## REQUIRED ACTIONS
A) In the comment on AI in programming, reproduce the stretch from "Honestly, the one" through "the tokenizer either.", changing "tokenizer" to "lexer".
B) Answer these questions about the comment on AI in programming:
(i) In what language did the commenter try to have AI write a tokenizer and parser?
(ii) Which combination of tools did the commenter use?
(iii) How long ago did the commenter use those tools?
C) Summarize the comment on AI in programming in two sentences.

## PROVIDED TEXT
Comment by 59nadir

6 days ago

Honestly, the one through line that I've seen with regards to the success of AI in programming is that it'll work very well for trivial, mass-produced bullshit and anyone who was already doing that for work will feel like it can do their job (and it probably can) almost entirely.

I don't really doubt that AI can put together your Nth Rails backend that does nothing of note pretty solidly, but I know it can't even write a basic, functioning tokenizer + parser in a very simple, imperative language (Odin) for a Clojure-like language. It couldn't even (when given the source for a tokenizer) write the parser that uses the tokenizer either.

These are very basic things that I would expect juniors with some basic guidance to accomplish, but even when using Cursor + Claude Sonnet 3.5 (this was 2-3 months ago, I had seen recommendations about exactly the combinations of tools I was attempting to use, so I don't really buy the argument that somehow it was the choice of tools that was wrong) it fell apart and even started adding functions it already added before. At some point I seeded it with properly written parser functions to give it examples of what it needs to accomplish, but it kept basically failing completely when having access to literally all the code it needed.

## Referring expression pointing data
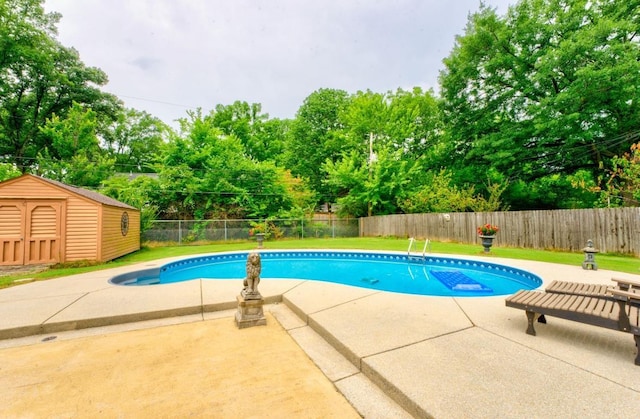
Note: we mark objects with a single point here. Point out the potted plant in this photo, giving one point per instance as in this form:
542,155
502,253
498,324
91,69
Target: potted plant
487,233
259,230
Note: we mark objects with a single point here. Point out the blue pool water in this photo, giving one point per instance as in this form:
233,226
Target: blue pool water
394,272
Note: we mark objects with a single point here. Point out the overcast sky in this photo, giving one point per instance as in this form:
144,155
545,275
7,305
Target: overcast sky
169,56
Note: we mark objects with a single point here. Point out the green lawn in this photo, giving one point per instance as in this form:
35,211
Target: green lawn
605,261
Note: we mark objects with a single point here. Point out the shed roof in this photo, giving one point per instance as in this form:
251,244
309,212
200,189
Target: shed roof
86,193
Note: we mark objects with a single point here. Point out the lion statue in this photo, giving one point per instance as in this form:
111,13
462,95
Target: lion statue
253,276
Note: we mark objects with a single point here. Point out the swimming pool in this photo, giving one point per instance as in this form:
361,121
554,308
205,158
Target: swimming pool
384,271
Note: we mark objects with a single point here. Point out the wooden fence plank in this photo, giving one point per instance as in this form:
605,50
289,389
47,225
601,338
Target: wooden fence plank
611,229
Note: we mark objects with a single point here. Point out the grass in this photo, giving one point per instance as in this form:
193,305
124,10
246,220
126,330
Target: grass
611,262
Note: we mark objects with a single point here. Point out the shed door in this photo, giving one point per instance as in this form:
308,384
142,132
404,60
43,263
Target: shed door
12,214
30,232
43,236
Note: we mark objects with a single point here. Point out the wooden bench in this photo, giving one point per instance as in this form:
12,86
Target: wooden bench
618,309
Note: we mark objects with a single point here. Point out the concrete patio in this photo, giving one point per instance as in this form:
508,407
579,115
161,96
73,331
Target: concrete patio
389,354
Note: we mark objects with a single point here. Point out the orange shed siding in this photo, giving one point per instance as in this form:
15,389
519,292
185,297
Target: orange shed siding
88,227
114,243
82,230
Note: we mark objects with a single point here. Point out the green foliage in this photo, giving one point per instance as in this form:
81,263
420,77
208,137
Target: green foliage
135,140
141,192
317,134
440,194
8,171
622,185
546,90
40,79
73,154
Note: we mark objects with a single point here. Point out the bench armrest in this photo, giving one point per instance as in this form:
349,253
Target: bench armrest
625,295
626,283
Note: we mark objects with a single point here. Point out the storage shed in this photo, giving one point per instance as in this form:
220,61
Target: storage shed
45,221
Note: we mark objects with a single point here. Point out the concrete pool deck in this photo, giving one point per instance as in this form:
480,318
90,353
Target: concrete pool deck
431,356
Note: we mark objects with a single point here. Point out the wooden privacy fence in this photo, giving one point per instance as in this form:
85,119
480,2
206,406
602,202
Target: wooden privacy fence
611,229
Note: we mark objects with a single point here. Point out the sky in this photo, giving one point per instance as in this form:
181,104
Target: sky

## OUTPUTS BY TASK
A)
Honestly, the one through line that I've seen with regards to the success of AI in programming is that it'll work very well for trivial, mass-produced bullshit and anyone who was already doing that for work will feel like it can do their job (and it probably can) almost entirely.

I don't really doubt that AI can put together your Nth Rails backend that does nothing of note pretty solidly, but I know it can't even write a basic, functioning lexer + parser in a very simple, imperative language (Odin) for a Clojure-like language. It couldn't even (when given the source for a lexer) write the parser that uses the lexer either.

B)
(i) Odin
(ii) Cursor + Claude Sonnet 3.5
(iii) 2-3 months ago

C) The commenter believes AI works well for trivial, mass-produced programming work but cannot write a basic tokenizer and parser in Odin for a Clojure-like language. Even with Cursor and Claude Sonnet 3.5, and after being given example parser functions and all the code it needed, it fell apart and started adding functions it had already added.